Brief >> Your answer should be an exact copy of the data.

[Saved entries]
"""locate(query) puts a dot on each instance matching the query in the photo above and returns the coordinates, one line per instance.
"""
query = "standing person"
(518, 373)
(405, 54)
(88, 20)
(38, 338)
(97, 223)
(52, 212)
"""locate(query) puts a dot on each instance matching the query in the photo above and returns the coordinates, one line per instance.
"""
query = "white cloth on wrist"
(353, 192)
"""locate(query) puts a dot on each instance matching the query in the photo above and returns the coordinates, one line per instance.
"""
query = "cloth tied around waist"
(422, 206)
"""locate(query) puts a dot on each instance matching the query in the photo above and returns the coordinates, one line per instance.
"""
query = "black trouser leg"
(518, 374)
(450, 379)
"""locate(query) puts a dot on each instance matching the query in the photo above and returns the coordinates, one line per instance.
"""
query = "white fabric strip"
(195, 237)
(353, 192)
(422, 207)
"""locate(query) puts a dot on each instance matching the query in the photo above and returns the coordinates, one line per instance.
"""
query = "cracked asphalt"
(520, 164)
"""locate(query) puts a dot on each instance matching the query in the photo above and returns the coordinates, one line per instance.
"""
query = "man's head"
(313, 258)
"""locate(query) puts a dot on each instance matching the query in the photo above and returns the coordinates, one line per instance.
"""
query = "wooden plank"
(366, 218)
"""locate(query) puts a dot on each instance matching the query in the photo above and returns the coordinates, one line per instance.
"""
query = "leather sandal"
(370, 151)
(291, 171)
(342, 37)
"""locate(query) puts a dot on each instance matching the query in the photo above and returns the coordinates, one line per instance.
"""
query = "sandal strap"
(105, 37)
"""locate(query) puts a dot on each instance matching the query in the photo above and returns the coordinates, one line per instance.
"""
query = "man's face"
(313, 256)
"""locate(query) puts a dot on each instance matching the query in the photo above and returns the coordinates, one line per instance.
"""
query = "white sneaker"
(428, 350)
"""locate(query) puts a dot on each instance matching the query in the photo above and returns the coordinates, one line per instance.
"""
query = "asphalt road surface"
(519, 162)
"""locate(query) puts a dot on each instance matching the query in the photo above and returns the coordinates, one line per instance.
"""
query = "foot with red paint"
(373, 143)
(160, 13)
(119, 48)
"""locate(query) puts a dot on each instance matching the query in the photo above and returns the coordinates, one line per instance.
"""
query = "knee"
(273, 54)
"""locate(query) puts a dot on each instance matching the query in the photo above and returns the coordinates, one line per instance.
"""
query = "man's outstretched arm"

Expected answer >>
"""locate(query) puts a dot on each instance matching the query in the photo above and returns the coordinates, one line per instance.
"""
query = "standing person"
(518, 373)
(405, 54)
(88, 20)
(38, 338)
(97, 223)
(52, 212)
"""locate(query) puts a dot on each instance matching the query in the photo above and returns the coordinates, one line per instance.
"""
query = "white cloth on wrist"
(353, 192)
"""locate(query) puts a dot on each instance matching the query in the photo above and returns the coordinates, one line per instance.
"""
query = "cloth tied around waist"
(422, 206)
"""locate(query) puts a dot on each instance matching the query in the photo above and returns the coordinates, one line per instance.
"""
query = "black trouser leg"
(518, 374)
(450, 379)
"""locate(query) puts a dot on each instance matching the query in the photo above and returns the coordinates, one line per instance.
"""
query = "white fabric strip"
(195, 237)
(353, 192)
(422, 207)
"""locate(query) puts a dot on each instance matching the query in the photo above and returns the coordinates, one line per instance.
"""
query = "cracked asphalt"
(520, 164)
"""locate(query) puts a dot on each instance matching the query in the photo above and returns the coordinates, one line per instance.
"""
query = "man's head"
(313, 258)
"""locate(query) puts a dot on each instance matching the query in the photo above and returns the coordinates, one line per instance.
"""
query = "wooden plank"
(366, 218)
"""locate(query) puts a dot on each instance matching the query in the photo above and returns the coordinates, one line per instance.
"""
query = "leather sandal"
(370, 151)
(291, 171)
(342, 37)
"""locate(query) puts a dot on each instance matching the query in the photo above and returns the coordinates, one line per instance.
"""
query = "sandal strap"
(105, 37)
"""locate(query) puts a dot on each instance matching the query in the photo above and returns the coordinates, one line per instance.
"""
query = "man's face"
(313, 256)
"""locate(query) puts a dot on each instance matching the query in the photo above and returns the coordinates, one line per instance.
"""
query = "white sneaker"
(428, 350)
"""locate(query) puts a dot on each instance matching the query in the photo above and returns the coordinates, one line per instance.
"""
query = "asphalt road surface"
(519, 162)
"""locate(query) puts a dot on each instance matching the query in the photo above and returns the coordinates, one line per instance.
"""
query = "foot with red paint"
(373, 143)
(160, 13)
(119, 48)
"""locate(query) puts a dot on each instance matching the query in the photo above and returns the coordinates, one line per instance.
"""
query = "knee"
(273, 54)
"""locate(query) puts a dot on each instance matching the query in the photo above and returns the coordinates, one line per instance.
"""
query = "man's outstretched arm"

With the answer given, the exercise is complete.